• _Records for processing_:
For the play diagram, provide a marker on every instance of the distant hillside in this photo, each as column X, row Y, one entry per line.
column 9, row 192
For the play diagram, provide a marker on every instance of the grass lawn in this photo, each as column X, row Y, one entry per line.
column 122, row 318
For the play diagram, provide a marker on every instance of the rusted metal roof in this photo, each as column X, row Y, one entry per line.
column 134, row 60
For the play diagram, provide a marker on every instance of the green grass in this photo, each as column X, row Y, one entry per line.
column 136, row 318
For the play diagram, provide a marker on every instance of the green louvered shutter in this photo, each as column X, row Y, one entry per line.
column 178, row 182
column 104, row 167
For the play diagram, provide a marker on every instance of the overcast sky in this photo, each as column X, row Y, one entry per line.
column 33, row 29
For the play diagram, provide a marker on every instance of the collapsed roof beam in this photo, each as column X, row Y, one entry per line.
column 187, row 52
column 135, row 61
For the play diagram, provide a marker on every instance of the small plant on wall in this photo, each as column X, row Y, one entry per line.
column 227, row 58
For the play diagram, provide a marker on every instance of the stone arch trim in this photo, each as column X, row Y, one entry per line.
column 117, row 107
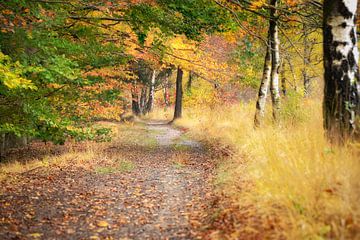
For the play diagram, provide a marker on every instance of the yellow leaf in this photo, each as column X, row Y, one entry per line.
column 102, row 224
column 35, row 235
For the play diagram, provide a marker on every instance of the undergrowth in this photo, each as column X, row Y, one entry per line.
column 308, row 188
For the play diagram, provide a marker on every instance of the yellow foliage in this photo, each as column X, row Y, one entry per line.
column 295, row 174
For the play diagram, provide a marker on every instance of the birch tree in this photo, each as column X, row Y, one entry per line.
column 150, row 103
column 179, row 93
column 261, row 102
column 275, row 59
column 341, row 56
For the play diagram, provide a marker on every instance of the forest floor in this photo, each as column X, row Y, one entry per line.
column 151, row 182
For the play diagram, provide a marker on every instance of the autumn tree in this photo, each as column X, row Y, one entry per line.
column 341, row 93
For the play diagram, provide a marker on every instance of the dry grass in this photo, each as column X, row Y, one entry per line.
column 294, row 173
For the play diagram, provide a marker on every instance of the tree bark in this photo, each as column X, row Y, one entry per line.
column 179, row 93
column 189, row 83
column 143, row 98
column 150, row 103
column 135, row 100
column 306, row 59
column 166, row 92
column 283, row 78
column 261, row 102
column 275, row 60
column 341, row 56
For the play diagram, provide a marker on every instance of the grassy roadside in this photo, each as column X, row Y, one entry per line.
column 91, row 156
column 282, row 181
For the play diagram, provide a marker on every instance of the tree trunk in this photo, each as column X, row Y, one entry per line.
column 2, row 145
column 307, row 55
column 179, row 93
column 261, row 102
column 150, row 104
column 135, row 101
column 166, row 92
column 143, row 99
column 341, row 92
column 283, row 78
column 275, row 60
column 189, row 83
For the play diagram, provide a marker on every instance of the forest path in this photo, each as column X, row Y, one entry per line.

==

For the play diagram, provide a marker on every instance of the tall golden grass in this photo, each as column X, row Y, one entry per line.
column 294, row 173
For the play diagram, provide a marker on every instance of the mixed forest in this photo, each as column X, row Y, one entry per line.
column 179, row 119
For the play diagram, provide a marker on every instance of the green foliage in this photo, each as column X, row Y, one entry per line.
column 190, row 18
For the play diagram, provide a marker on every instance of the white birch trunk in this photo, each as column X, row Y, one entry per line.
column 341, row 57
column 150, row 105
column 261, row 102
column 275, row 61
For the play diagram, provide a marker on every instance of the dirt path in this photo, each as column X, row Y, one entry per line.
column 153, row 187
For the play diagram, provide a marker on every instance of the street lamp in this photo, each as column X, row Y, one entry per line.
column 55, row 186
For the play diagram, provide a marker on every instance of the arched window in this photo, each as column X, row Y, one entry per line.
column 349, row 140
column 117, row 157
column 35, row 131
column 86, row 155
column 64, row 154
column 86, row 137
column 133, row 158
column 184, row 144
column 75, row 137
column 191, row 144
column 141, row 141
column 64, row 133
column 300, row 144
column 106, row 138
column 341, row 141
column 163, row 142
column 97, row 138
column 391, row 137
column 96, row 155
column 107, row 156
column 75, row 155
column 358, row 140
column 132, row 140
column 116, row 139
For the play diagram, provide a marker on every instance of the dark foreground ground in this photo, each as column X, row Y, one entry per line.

• _What is required_: Retype, exactly and in full, the lines above from the one containing "the tree bark" through the one containing "the forest path".

• _Solution_:
For the play diagram, provide a marker on every instance of the tree bark in this photo, each as column X, row Y, one entry per line.
column 179, row 93
column 189, row 83
column 143, row 98
column 150, row 103
column 135, row 100
column 306, row 59
column 166, row 92
column 283, row 78
column 261, row 102
column 275, row 60
column 341, row 56
For the play diagram, provide a marker on every instance of the grassy roadside in this photo, each as column X, row Y, one entry per line.
column 91, row 156
column 282, row 181
For the play diagram, provide a marker on every instance of the tree trunk in this photo, each as column X, row Y, one entry per line.
column 2, row 145
column 307, row 55
column 179, row 93
column 261, row 102
column 150, row 104
column 135, row 101
column 166, row 92
column 143, row 99
column 341, row 92
column 283, row 78
column 275, row 60
column 189, row 83
For the play diagram, provide a marker on every instance of the forest path in this photo, each as column X, row Y, one entry per line.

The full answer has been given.